**Provided data:**
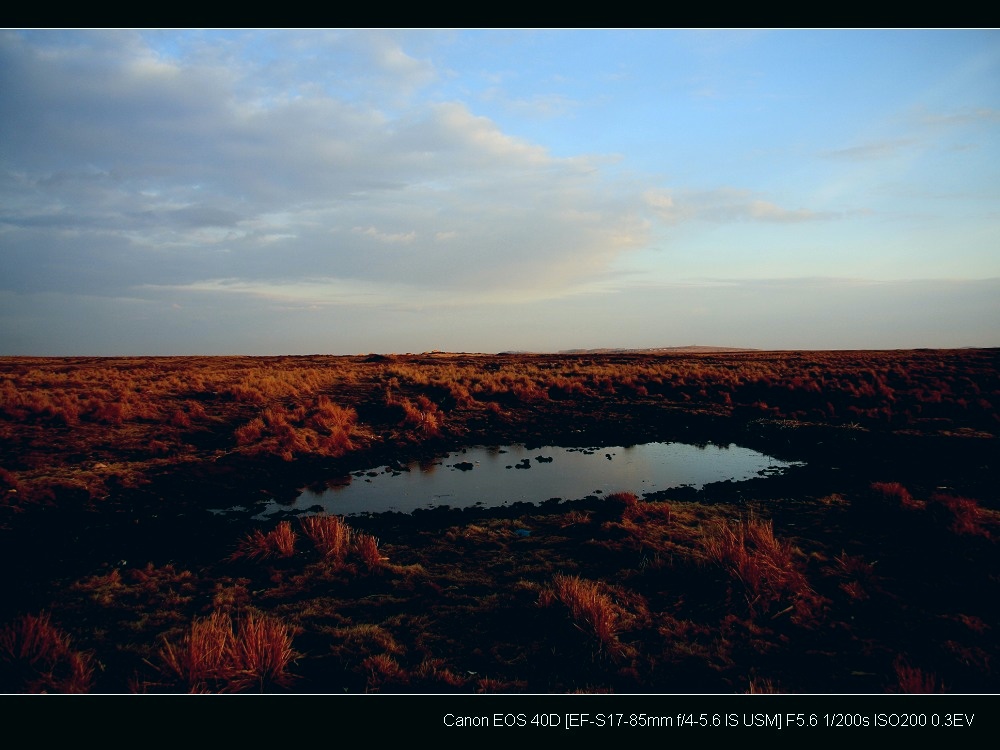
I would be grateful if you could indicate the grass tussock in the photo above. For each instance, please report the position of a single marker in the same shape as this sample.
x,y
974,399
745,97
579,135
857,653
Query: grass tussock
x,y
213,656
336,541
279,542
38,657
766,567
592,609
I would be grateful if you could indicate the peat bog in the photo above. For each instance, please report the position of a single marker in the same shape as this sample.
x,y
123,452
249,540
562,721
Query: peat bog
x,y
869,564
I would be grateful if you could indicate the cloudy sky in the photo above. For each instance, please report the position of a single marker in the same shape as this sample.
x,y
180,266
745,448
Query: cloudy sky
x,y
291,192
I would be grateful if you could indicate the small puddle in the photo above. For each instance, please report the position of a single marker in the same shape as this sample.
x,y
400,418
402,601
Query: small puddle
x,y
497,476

==

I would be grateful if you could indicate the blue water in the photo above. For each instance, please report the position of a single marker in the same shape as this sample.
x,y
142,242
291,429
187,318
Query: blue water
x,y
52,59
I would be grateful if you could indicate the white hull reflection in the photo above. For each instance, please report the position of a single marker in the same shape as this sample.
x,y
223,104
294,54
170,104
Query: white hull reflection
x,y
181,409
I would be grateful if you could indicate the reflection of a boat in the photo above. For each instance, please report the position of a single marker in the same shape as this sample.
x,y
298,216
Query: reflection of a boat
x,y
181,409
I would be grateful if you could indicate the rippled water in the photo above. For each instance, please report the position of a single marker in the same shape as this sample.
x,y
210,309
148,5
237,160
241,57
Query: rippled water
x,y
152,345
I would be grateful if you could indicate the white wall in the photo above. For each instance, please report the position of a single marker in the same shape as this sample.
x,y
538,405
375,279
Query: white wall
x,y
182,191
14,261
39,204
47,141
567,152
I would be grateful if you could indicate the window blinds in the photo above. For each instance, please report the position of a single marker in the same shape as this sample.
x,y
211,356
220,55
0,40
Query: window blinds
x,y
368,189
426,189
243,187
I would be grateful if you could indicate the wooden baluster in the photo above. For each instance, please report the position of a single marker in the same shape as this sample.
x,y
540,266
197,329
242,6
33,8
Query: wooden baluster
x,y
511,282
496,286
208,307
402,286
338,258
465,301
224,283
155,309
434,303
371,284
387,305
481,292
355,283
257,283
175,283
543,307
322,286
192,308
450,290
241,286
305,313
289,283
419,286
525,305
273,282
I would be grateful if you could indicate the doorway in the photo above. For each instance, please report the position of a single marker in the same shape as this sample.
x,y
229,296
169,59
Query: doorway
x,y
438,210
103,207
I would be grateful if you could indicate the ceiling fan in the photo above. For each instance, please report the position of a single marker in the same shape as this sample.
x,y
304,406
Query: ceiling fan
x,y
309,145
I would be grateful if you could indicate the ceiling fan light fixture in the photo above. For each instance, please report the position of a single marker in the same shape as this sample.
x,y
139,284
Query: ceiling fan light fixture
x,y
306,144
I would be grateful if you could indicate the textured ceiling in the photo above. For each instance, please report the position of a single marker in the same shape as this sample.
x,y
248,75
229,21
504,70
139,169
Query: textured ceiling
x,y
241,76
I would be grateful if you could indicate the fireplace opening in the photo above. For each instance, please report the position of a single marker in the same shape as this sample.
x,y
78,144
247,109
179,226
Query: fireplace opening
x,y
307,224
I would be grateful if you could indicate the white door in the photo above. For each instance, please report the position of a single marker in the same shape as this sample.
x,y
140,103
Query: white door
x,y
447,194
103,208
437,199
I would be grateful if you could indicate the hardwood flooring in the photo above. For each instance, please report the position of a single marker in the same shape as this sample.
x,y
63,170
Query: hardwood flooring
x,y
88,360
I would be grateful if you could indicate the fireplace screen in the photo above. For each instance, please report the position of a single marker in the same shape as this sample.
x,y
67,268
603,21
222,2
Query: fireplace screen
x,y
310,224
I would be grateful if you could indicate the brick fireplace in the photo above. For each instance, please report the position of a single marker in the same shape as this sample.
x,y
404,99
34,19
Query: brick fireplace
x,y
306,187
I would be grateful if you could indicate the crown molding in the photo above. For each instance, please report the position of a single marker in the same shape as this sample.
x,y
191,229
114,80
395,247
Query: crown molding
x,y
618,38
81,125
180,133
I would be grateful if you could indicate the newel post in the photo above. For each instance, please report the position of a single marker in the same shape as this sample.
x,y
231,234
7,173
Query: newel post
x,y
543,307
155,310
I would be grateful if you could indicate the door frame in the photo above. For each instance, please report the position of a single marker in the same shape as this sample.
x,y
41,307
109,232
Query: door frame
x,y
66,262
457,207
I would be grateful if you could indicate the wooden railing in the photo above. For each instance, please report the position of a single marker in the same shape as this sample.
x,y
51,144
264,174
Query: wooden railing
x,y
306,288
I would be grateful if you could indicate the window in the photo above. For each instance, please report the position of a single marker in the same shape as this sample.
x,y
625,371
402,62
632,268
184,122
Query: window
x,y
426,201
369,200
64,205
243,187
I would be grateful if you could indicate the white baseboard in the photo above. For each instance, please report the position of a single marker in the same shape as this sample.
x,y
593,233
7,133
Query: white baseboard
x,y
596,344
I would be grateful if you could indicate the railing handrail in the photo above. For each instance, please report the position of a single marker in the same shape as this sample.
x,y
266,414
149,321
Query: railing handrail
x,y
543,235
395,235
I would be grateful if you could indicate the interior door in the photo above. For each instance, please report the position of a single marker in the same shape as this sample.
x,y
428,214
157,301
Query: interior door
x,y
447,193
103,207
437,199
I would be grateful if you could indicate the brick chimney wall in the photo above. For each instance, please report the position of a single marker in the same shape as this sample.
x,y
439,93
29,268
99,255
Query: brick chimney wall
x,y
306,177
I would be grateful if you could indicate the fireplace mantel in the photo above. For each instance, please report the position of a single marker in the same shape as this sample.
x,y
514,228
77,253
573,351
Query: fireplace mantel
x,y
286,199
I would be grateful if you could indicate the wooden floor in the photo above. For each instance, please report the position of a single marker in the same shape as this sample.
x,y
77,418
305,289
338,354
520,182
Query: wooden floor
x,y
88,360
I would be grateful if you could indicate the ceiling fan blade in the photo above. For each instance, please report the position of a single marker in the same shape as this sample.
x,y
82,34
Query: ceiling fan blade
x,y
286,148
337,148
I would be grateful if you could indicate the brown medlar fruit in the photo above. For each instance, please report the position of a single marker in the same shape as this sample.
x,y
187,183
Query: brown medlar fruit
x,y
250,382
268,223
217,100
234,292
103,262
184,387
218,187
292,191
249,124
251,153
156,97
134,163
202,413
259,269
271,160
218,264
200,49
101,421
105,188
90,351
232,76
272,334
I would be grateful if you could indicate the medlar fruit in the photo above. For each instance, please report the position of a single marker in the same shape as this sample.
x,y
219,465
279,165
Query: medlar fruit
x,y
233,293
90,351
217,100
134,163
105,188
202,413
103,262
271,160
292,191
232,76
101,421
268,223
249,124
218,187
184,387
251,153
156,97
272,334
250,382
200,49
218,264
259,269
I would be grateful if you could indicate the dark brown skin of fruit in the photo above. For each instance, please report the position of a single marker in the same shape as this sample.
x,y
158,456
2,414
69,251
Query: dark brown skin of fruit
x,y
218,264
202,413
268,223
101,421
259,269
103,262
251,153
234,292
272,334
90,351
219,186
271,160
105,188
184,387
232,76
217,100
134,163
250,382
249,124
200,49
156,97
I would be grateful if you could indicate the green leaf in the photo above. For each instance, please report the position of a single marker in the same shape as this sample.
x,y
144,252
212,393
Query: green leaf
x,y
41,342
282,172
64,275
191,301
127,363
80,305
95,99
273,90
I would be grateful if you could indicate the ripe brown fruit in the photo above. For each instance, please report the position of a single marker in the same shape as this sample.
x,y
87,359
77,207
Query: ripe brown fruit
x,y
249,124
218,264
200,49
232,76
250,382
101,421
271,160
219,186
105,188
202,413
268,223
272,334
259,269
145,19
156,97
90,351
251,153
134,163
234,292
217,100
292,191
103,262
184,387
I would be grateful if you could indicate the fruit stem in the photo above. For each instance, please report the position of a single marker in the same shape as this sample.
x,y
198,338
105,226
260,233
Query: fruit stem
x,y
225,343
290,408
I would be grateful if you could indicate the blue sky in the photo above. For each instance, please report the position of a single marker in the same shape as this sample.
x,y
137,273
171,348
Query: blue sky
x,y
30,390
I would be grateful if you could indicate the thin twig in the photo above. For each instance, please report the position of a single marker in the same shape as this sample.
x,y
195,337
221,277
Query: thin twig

**Exercise description:**
How many lines in the rows above contain the word "fireplace"? Reply with the number alone.

**Written response:**
8